WORK TO COMPLETE | Reproduce the entries below, replacing every occurrence of "bounding box" with "enclosing rectangle" and leaving all other text unchanged.

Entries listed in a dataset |
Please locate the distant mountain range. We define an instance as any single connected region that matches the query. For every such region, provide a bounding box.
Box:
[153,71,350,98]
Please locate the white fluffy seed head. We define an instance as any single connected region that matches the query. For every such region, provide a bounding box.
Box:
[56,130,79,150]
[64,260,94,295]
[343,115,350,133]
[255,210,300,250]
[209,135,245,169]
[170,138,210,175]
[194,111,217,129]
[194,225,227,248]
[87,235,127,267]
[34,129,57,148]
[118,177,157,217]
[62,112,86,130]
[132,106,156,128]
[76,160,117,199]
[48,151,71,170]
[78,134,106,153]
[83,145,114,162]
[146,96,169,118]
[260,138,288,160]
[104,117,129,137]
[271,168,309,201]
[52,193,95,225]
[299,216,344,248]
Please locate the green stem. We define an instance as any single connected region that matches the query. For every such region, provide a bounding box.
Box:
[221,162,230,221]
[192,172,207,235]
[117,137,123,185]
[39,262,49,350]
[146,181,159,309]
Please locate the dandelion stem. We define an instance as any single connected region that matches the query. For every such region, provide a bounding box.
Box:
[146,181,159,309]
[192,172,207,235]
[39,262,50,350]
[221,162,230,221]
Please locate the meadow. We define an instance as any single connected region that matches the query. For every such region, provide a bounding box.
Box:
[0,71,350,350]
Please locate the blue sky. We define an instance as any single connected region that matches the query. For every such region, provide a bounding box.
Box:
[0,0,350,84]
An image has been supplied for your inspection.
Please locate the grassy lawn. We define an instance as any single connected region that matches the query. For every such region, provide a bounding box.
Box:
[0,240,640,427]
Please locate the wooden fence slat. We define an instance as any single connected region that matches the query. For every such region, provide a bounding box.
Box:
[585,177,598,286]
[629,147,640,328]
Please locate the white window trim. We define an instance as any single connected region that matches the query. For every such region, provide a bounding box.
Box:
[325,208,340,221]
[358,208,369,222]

WRITTEN SOLUTION |
Please locate the distant mountain range. We define an instance as any single connected region that matches the query. For every such region, provide a enclosing rectangle.
Box:
[153,71,350,98]
Please locate the white fluffy seed head. We define an instance as any single connected region that matches the query. For every such region, provide a enclosing rectangle.
Box:
[56,130,79,150]
[64,260,94,295]
[343,115,350,133]
[255,210,300,250]
[209,135,245,169]
[170,138,210,175]
[194,111,217,129]
[194,225,227,248]
[87,235,127,267]
[34,129,57,148]
[118,177,157,217]
[62,112,86,130]
[132,106,156,128]
[76,160,117,199]
[48,151,71,170]
[78,134,106,153]
[83,145,114,162]
[146,96,169,118]
[260,138,288,160]
[104,117,129,137]
[271,168,309,201]
[52,193,95,225]
[299,216,344,248]
Please locate the green stem. We define an instance as any single connected region that matches the query. For every such region, provide a enclosing rectangle.
Box:
[221,162,230,221]
[192,172,207,235]
[117,137,123,185]
[39,262,49,350]
[146,181,159,309]
Please locate the dandelion stem. We define an instance as any single connected region that matches the query. For every such region, provide a enclosing rectangle.
Box:
[146,181,159,309]
[192,172,207,235]
[39,262,50,350]
[221,162,230,221]
Please locate the meadow. We define an instance as any single connected region that matches the query. For every such region, provide a enclosing rectangle.
Box:
[0,71,350,350]
Please locate the blue sky. We define an instance as any single connected region that matches the query. For every such region, provide a enclosing rectangle.
Box:
[0,0,350,84]
An image has been supplied for your inspection.
Please locate the grassy lawn. We define an instance as any single connected region that matches the query. For every such region, provide a enclosing rectangle.
Box:
[0,240,640,427]
Please locate the wooden fence slat. We define an instance as any single connected region that matches the query. For every such region, provide a enclosing rectangle.
Box:
[585,177,598,286]
[629,147,640,328]
Please locate the white window trim. We define an instance as any single connected region that matches the query. For every such region, provide a enclosing rectangle.
Box:
[325,208,340,221]
[358,208,369,222]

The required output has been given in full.